= TASK INPUT =
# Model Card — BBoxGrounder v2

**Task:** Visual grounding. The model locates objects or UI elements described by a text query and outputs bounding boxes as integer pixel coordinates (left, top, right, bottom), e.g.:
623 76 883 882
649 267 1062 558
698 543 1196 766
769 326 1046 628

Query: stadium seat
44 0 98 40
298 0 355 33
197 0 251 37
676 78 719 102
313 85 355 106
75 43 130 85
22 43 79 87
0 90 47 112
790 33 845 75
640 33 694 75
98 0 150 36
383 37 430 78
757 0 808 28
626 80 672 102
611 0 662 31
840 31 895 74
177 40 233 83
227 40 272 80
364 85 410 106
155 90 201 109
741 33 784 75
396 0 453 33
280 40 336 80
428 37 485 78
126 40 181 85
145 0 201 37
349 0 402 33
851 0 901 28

= STATED EXERCISE =
Rewrite all of the records above, replacing "stadium seat" with "grandstand seat" and leaving every other line unchanged.

= OUTPUT =
# Model Card — BBoxGrounder v2

**Task:** Visual grounding. The model locates objects or UI elements described by a text query and outputs bounding boxes as integer pixel coordinates (left, top, right, bottom), e.g.:
623 76 883 882
649 267 1062 558
698 543 1196 766
769 326 1046 628

Query: grandstand seat
44 0 98 40
298 0 355 33
197 0 251 37
676 78 719 102
313 85 355 106
75 43 130 85
22 43 79 87
0 90 47 112
790 33 845 75
640 33 694 75
98 0 150 36
383 37 430 78
757 0 808 28
626 80 672 102
611 0 662 31
840 31 895 74
177 40 233 83
227 40 272 80
364 85 410 106
155 90 201 109
741 33 784 75
396 0 453 33
280 40 336 80
428 37 485 78
126 40 181 85
145 0 201 37
349 0 402 33
851 0 901 28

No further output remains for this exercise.